*BRIEF 1*:
According to the account of Zinder below, what was the entrance fee for the performance at the Stadium?

** START OF EXCERPT TO READ **

In Zinder I met two teenagers from Cameroon, who were, like 1000’s of others, on their way overland to Paradise Europe, and trying to make some money for the next leg. They took me to the Stadium.
These nice fellows, convinced of having good chances of become a professional football player, already lost their passports to the police in Nigeria, and spent their savings already to the police in Niger. So now trying to make little money in Zinder. In the end they hope to reach Libya, and eventually cross illegally to Italy or Greece. With a good chance to be sent back.
Anyway, these guys were good rappers and performed at the Stadium together with a bunch of other local stars. It was really nice but only a small audience showed up. The entrance fee was way too high (EUR 0,80) so that hardly anyone could afford it to get in.
Besides enjoying the regular music performances and dance parties, you can meet here youngsters outside the siesta hours every day, playing soccer, basketball or just socializing.
Although not as important as more north towards the Sahara, camels are abundant and a popular way of transporting goods.
Traders and farmers often come from far to bring their trade to the important market in Zinder. Donkeys and cows, the much cheaper alternatives for camels (or dromedaries), are less suitable for long distance travel in the heat.
As I like camels a lot, I really enjoyed the sight of the small camel caravans from the villages. Especially on Thursdays, the main market day you can see many of them in the morning coming into town with heavy loads, but also in the evening when going back home with supplies for the rural markets.
I visited Birni Quarter on two mornings, one time accompanied, the second time alone. It turned out to be 2 different experiences, both highly enjoyable.
During the first time with Mustafa the children kept more distance as we wandered around some of the “highlights”.
The second time I went alone, just to meet the people, and to see how mad children can behave. I kept taking photos there.
By the way, besides Birni, Zinder has another Old Quarter called Zengou, which is actually more lively than Birni and definitely worth a stroll too!!
Despite the "photo-thing", I really liked to hang around with those kids in the neighbourhoods.
Especially in situations like here, where I couldn't make much conversation with people, I really appreciated that contact with the kids and teenagers. I liked the smiles on their faces when making fun, and it offered some good photo opportunities too!
Moreover, It's though them that I often met their parents too, sometimes visited their compounds.
The children in Zinder are equally poor but still very polite and enthusiastic, very different from what I experienced in some other parts of Niger (Agadez, Niamey) and in Togo and Benin.
The closest of being a hassle in Zinder is that the children annoyingly try to have their picture taken, especially if you have a nice display on your camera.
During my unguided walks around the Old Quarters, they jumped into the photo frame every time I looked like taking a picture. With the somehow annoying possible result that there’s waving children on every photograph you take. But when I showed some irritation and tried to send them away, the elders around assisted immediately.
By the way, elders are much more shy and most of the times when I asked for a photo, they rejected me.

** END OF EXCERPT TO READ **

*BRIEF 2*:
Reproduce word for word everything in the records from the line containing "target: dog's chest" down through the end of the records, both ends included.

** START OF LISTING **

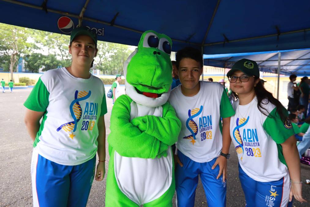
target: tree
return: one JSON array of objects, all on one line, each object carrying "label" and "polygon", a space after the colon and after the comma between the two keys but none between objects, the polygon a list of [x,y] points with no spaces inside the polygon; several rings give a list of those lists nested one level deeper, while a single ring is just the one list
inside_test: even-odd
[{"label": "tree", "polygon": [[95,68],[105,74],[123,74],[124,63],[132,52],[128,45],[98,41]]},{"label": "tree", "polygon": [[31,47],[35,47],[27,41],[28,37],[32,33],[30,29],[0,23],[0,53],[10,57],[12,80],[19,56],[28,53]]},{"label": "tree", "polygon": [[38,72],[40,68],[42,68],[43,71],[46,71],[69,66],[71,64],[68,60],[58,59],[54,54],[44,55],[40,53],[33,53],[28,55],[25,59],[26,68],[33,73]]}]

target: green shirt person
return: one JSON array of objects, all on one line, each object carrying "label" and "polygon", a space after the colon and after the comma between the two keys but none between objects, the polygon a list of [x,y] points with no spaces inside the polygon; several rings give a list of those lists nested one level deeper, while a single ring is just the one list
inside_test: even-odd
[{"label": "green shirt person", "polygon": [[2,93],[5,93],[5,91],[4,91],[4,86],[5,85],[5,81],[3,80],[3,78],[1,79],[1,81],[0,81],[0,83],[1,83],[1,86],[2,87]]},{"label": "green shirt person", "polygon": [[15,87],[14,85],[14,82],[13,82],[12,80],[10,80],[10,82],[7,84],[7,85],[8,85],[9,88],[10,88],[10,90],[11,91],[11,93],[12,93],[12,92],[13,87]]}]

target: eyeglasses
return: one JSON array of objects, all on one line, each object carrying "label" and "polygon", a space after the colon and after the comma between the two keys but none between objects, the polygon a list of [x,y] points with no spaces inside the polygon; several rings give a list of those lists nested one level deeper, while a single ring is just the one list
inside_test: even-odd
[{"label": "eyeglasses", "polygon": [[[253,77],[255,77],[252,76]],[[237,79],[238,78],[241,82],[247,82],[249,81],[250,76],[246,75],[243,75],[241,76],[232,76],[231,77],[228,77],[228,80],[231,83],[235,83],[237,81]]]}]

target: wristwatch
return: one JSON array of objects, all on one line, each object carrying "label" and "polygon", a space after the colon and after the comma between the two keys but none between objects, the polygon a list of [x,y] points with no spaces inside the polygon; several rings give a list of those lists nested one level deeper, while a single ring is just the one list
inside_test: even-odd
[{"label": "wristwatch", "polygon": [[221,155],[222,156],[223,156],[226,158],[226,159],[228,159],[229,158],[229,157],[230,156],[230,154],[224,154],[222,152],[221,152],[221,154],[220,155]]}]

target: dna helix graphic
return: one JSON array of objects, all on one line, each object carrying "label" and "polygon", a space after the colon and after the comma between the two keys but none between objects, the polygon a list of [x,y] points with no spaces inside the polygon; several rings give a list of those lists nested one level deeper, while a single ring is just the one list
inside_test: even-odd
[{"label": "dna helix graphic", "polygon": [[244,152],[243,142],[242,141],[241,136],[240,134],[240,131],[239,130],[239,128],[246,124],[246,123],[249,121],[249,118],[250,117],[248,116],[246,119],[243,119],[243,120],[242,119],[239,119],[239,118],[237,118],[236,122],[237,126],[235,127],[232,131],[232,135],[234,139],[239,145],[235,148],[237,153],[238,154],[242,153],[243,154]]},{"label": "dna helix graphic", "polygon": [[203,107],[202,106],[201,106],[200,108],[196,108],[194,109],[192,109],[192,110],[190,109],[188,110],[189,118],[186,121],[186,128],[189,130],[189,131],[192,133],[192,134],[187,136],[185,136],[183,138],[183,139],[196,139],[196,135],[197,135],[198,132],[198,126],[193,119],[201,113],[202,112],[203,108]]},{"label": "dna helix graphic", "polygon": [[57,131],[59,131],[61,129],[65,131],[73,132],[76,130],[77,123],[82,117],[82,108],[79,101],[87,99],[91,96],[91,91],[87,93],[85,90],[79,92],[77,90],[75,91],[74,94],[74,99],[70,104],[70,109],[71,116],[73,118],[73,121],[62,124],[57,128]]}]

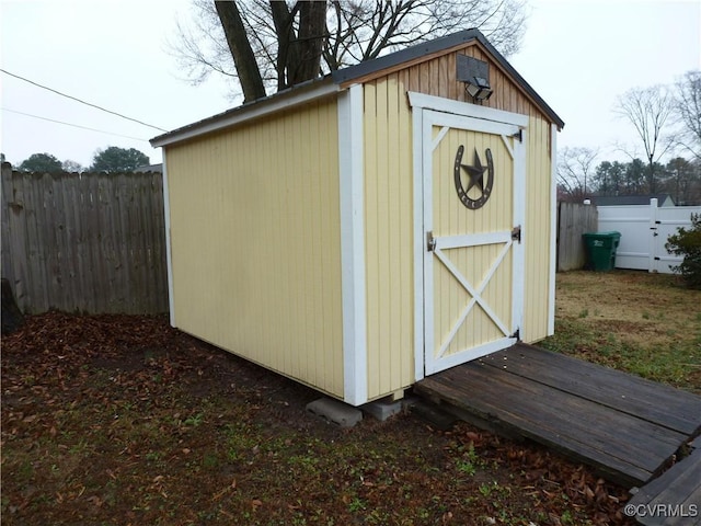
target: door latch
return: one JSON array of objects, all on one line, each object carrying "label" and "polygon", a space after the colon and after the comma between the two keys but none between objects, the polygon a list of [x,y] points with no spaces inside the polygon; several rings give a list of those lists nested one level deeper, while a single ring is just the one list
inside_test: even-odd
[{"label": "door latch", "polygon": [[434,232],[426,232],[426,250],[428,252],[433,252],[436,250],[436,238],[434,238]]},{"label": "door latch", "polygon": [[512,241],[518,241],[519,244],[520,244],[520,242],[521,242],[521,226],[520,225],[517,225],[512,230]]}]

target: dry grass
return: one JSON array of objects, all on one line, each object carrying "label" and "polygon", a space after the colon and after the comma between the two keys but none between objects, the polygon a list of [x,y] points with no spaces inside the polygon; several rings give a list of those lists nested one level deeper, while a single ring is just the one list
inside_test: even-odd
[{"label": "dry grass", "polygon": [[675,276],[559,274],[555,320],[548,348],[701,392],[701,291]]}]

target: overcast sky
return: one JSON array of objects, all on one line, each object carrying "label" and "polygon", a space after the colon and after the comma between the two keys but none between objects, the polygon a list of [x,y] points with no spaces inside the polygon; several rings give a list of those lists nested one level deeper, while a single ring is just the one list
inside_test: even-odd
[{"label": "overcast sky", "polygon": [[[616,96],[670,84],[701,69],[701,0],[531,0],[521,50],[512,65],[564,119],[559,147],[634,145],[616,118]],[[232,106],[227,87],[192,87],[166,53],[188,0],[0,0],[2,69],[164,129]],[[160,162],[148,139],[160,132],[0,73],[0,148],[19,164],[48,152],[83,165],[99,148],[136,148]],[[60,121],[105,133],[67,126]],[[123,137],[127,136],[127,137]],[[624,158],[624,157],[623,157]]]}]

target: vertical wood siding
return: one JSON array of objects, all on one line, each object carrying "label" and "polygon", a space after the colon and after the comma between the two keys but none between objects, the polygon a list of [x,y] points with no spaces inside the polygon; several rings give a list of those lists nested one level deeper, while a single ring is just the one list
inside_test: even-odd
[{"label": "vertical wood siding", "polygon": [[365,84],[368,398],[414,381],[412,125],[398,75]]},{"label": "vertical wood siding", "polygon": [[166,148],[179,328],[343,397],[335,101]]},{"label": "vertical wood siding", "polygon": [[548,335],[551,265],[550,123],[530,116],[526,156],[526,291],[521,340],[532,343]]}]

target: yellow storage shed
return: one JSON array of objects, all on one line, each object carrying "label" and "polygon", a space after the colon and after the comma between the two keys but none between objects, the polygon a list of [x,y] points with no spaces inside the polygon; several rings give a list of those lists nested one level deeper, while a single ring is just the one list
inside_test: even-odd
[{"label": "yellow storage shed", "polygon": [[156,137],[171,323],[353,405],[551,334],[562,126],[469,30]]}]

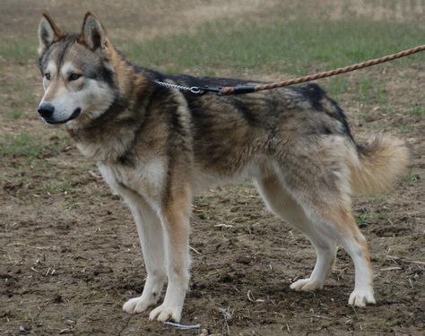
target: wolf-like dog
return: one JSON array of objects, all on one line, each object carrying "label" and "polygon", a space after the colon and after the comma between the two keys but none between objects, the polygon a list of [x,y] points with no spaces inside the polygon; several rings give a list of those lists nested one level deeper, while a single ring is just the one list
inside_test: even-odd
[{"label": "wolf-like dog", "polygon": [[76,34],[63,32],[44,14],[39,39],[40,117],[63,125],[97,162],[136,224],[147,278],[142,295],[124,304],[126,312],[157,304],[167,283],[162,304],[149,318],[180,320],[194,194],[240,178],[252,179],[266,206],[300,229],[317,251],[311,275],[291,289],[322,289],[338,244],[355,267],[349,304],[375,303],[369,253],[351,197],[391,186],[408,163],[402,141],[381,135],[357,144],[343,110],[313,83],[241,96],[160,86],[157,81],[210,87],[255,82],[135,66],[91,13]]}]

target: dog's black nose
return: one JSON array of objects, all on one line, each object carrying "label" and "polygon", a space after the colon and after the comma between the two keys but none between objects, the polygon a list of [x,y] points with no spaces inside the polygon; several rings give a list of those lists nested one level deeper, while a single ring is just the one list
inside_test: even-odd
[{"label": "dog's black nose", "polygon": [[49,118],[55,112],[55,107],[52,104],[43,103],[39,107],[39,113],[44,118]]}]

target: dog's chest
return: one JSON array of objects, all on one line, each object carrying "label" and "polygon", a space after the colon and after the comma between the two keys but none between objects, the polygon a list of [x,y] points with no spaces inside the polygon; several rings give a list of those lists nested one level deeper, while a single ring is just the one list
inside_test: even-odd
[{"label": "dog's chest", "polygon": [[112,191],[125,199],[132,193],[154,202],[160,199],[166,178],[162,160],[152,159],[137,167],[98,162],[98,168]]}]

** END OF LISTING **

*SOLUTION 1*:
EUR 0,80

*SOLUTION 2*:
target: dog's chest
return: one JSON array of objects, all on one line, each object carrying "label" and "polygon", a space after the colon and after the comma between the two keys but none between objects, the polygon a list of [x,y] points with no spaces inside the polygon; several rings give a list of those lists nested one level deeper, while a single ring is just the one list
inside_test: even-odd
[{"label": "dog's chest", "polygon": [[112,191],[125,199],[132,193],[154,202],[160,199],[166,178],[162,160],[152,159],[137,167],[98,162],[98,168]]}]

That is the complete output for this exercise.